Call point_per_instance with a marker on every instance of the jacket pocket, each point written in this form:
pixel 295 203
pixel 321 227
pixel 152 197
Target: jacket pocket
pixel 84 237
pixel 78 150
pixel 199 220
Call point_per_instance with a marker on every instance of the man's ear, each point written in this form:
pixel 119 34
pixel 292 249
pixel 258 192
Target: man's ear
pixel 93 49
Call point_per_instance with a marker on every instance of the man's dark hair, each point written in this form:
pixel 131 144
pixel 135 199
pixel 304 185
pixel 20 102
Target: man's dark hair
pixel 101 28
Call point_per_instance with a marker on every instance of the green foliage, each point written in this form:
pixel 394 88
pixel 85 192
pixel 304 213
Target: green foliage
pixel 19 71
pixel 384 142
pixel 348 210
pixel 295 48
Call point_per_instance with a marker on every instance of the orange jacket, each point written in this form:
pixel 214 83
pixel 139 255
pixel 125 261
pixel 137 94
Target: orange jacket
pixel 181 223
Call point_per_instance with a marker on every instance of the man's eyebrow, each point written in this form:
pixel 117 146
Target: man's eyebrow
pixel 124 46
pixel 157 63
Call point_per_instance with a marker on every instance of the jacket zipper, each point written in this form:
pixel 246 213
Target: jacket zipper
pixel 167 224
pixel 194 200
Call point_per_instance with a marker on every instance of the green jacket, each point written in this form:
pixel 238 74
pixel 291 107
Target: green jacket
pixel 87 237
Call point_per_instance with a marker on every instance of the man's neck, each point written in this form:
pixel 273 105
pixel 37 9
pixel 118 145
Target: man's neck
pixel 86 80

• [Exercise brief] Your task is to print all of the records exactly.

• [Expected answer]
Call point_per_instance with a marker on every instance of the jacket pocket, each point written in this form:
pixel 295 203
pixel 321 227
pixel 152 197
Target: jacket pocket
pixel 84 237
pixel 78 150
pixel 199 220
Call point_per_instance with a marker on every instance of the man's ear, each point written in this form:
pixel 119 34
pixel 292 249
pixel 258 192
Target: man's ear
pixel 93 49
Call point_per_instance with a marker on every instance of the man's dark hair, each point written in this form:
pixel 131 144
pixel 135 199
pixel 304 185
pixel 20 102
Target: man's dark hair
pixel 101 28
Call point_per_instance with a marker on every instance of the green foliage, each point written in this form:
pixel 394 88
pixel 85 192
pixel 304 213
Target: green foliage
pixel 19 71
pixel 384 142
pixel 348 210
pixel 295 48
Call point_per_instance with a marker on every instance of the orange jacket, each point written in this form:
pixel 214 83
pixel 139 255
pixel 125 261
pixel 137 94
Target: orange jacket
pixel 181 223
Call point_per_instance with a marker on every instance of the man's eyebrow, each point written in this form:
pixel 117 146
Target: man's eyebrow
pixel 124 46
pixel 157 63
Call point_per_instance with a marker on every instance of the jacket zipper, each point written in this form:
pixel 246 213
Target: jacket zipper
pixel 167 224
pixel 194 200
Call point_per_instance with a marker on every instance of the green jacket, each point written in this form:
pixel 238 74
pixel 291 107
Target: green jacket
pixel 87 237
Call point_per_instance with a marker on every instance of the man's neck, each point written in this form:
pixel 273 105
pixel 37 9
pixel 118 145
Target: man's neck
pixel 86 80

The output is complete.